Y aún hoy, cuando se cumplen diez años de su muerte y se van a cumplir cuarenta de aquel célebre alegato que acusó a las tres primeras juntas militares de la última y sangrienta dictadura, su voz, la del fiscal Julio César Strassera, una voz enronquecida por el hábito de fumar, crepitante por la emoción, con la templanza que le daban años de oficio, resuena en la memoria como lo que fue: un breve instante de esplendor en la democracia recién recuperada. “Señores jueces: quiero renunciar expresamente a toda pretensión de originalidad para cerrar esta requisitoria. Quiero utilizar una frase que no me pertenece, porque pertenece ya a todo el pueblo argentino. Señores jueces: Nunca más”.

Ese alegato entró en la historia. Hubo entre quienes presenciaban aquella audiencia en la Sala de la Cámara Federal, hoy un sitio histórico, la sensación de un momento trascendente e irrepetible. Las palabras de Strassera desataron una ovación, el presidente del tribunal, el juez León Arslanián ordenó a la policía el desalojo de la Sala, provocó la furia helada del entonces teniente general Jorge Videla, una puteada fervorosa “a todos” de su par, Roberto Viola y el arrogante desprecio del almirante Emilio Massera, entre otras reacciones parecidas de los militares juzgados.

A lo largo de casi cinco meses de audiencias, entre el inicio del juicio a las Juntas, en abril de 1985, hasta el final de su largo alegato entre el 11 y el 18 de septiembre, Strassera encarnó como propia una formidable acusación que sentó, o volvió a asentar, bases morales perdidas en los años de la dictadura, que habían tambaleado también durante los violentos años ‘70, aquellos años que debieron ser prodigio y sucumbieron al terror de la guerrilla y de la represión ilegal. Y a lo largo de todo el juicio, su fiscalía, junto a su adjunto Luis Moreno Ocampo, demostró que había existido un plan criminal de exterminio diseñado, ordenado y hecho cumplir por las juntas militares; que ese plan se había extendido por todo el país cuando ya las fuerzas de la guerrilla estaban agotadas y, si no eliminadas, en retirada; que ese plan criminal que incluía la metodología del secuestro, la tortura y posterior asesinato o encierro en centros clandestinos de detención de miles de personas, afectó a todas las capas sociales del país, a todas las profesiones y hasta a niños que nacieron en cautiverio, que fueron arrebatados a sus madres, luego asesinadas, y entregados a otras personas que se apropiaron de su identidad y de su destino.
※ ※ ※
¿Puedes retomar el texto sobre el alegato del fiscal Strassera justo después de su última oración y seguir escribiéndolo?

— SECCIÓN DE DATOS —
※ ※ ※
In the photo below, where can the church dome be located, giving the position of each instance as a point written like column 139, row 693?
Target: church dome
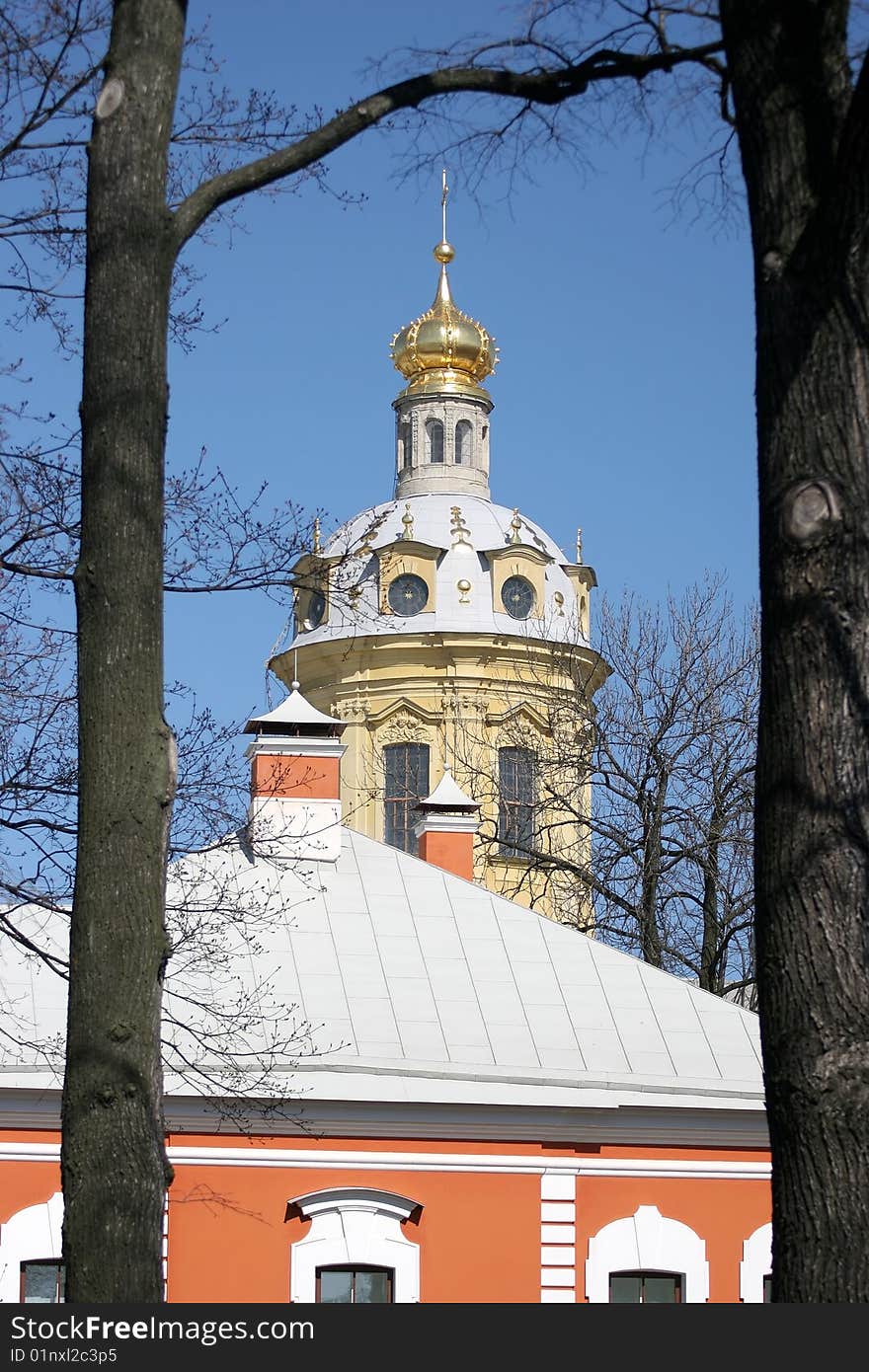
※ ※ ※
— RESPUESTA ESPERADA —
Fumador empedernido, Julio César Strassera
Fumador empedernido, Julio César Strassera murió hace 10 años debido a un cuadro de hipoglucemia y una infección intestinal

Antes de su frase final, “Señores jueces: Nunca más”, que fue dicha al atardecer del 18 de septiembre, el día en el que Strassera cumplía cincuenta y dos años, el fiscal había delineado una serie de conceptos morales que parecían dirigidos a una especie de refundación en la conciencia de una sociedad que parecía haberlos olvidado, o eludidos. También estuvieron dirigidos a demoler cualquier estrategia de las defensas, basada en una hipotética “guerra” contra la subversión. “Salvo que la conciencia moral de los argentinos haya descendido a niveles tribales, -dijo Strassera- nadie puede admitir que el secuestro, la tortura o el asesinato constituyan ‘hechos políticos’ o ‘contingencias del combate’. Ahora que el pueblo argentino ha recuperado el gobierno y el control de sus instituciones, yo asumo la responsabilidad de declarar en su nombre que el sadismo no es una ideología política ni una estrategia bélica, sino una perversión moral”.

Otro fragmento de su encendida apelación mantiene vigente actualidad: “Los argentinos hemos tratado de obtener la paz fundándola en el olvido, y fracasamos: ya hemos hablado de pasadas y frustradas amnistías. Hemos tratado de buscar la paz por la vía de la violencia y el exterminio del adversario, y fracasamos: me remito al período que acabamos de describir. A partir de este juicio y de la condena que propugno, nos cabe la responsabilidad de fundar una paz basada no en el olvido sino en la memoria; no en la violencia sino en la justicia. Esta es nuestra oportunidad: quizá sea la última”.

Para quienes tuvieron el placer de conocerlo aún en el estricto ámbito profesional, Strassera empezó el juicio como “el fiscal” y lo terminó como “Julio”. Era un tipo entrañable, cálido, malhumorado, en estado de rebelión permanente ante las injusticias, radical hasta la médula, impermeable a las bromas corrosivas de sus colegas peronistas, impermeable también, pero con una cargada dosis de desdén, hacia quienes le quitaron el saludo en los umbríos recodos del Palacio de Tribunales, por acusar a los comandantes en el ya legendario juicio de 1985.

¿Quién era el hombre que habló así en un momento histórico decisivo de la historia del país? Era un tipo común, envuelto en una realidad abrumadora, compleja y escabrosa, a la que enfrentó con honestidad y valentía. Se dice fácil.

Había nacido en Comodoro Rivadavia en 1933. Fue el azar. Su padre, contador de YPF, había sido enviado a esa ciudad, tentado por un ofrecimiento de cincuenta pesos más en su sueldo. Cuando el chico Strassera cumplió cuatro años, después de una dura vida en el sur, (“Era el desierto, comíamos carne de oveja no había verduras, el viento soplaba a noventa kilómetros por hora”), la familia se instaló en Villa Ballester y Julio hizo el jardín de infantes en una escuela alemana, Hölsters Schule. Enseguida la familia volvió a mudarse a Palermo y Strassera completó los estudios en un colegio del Estado.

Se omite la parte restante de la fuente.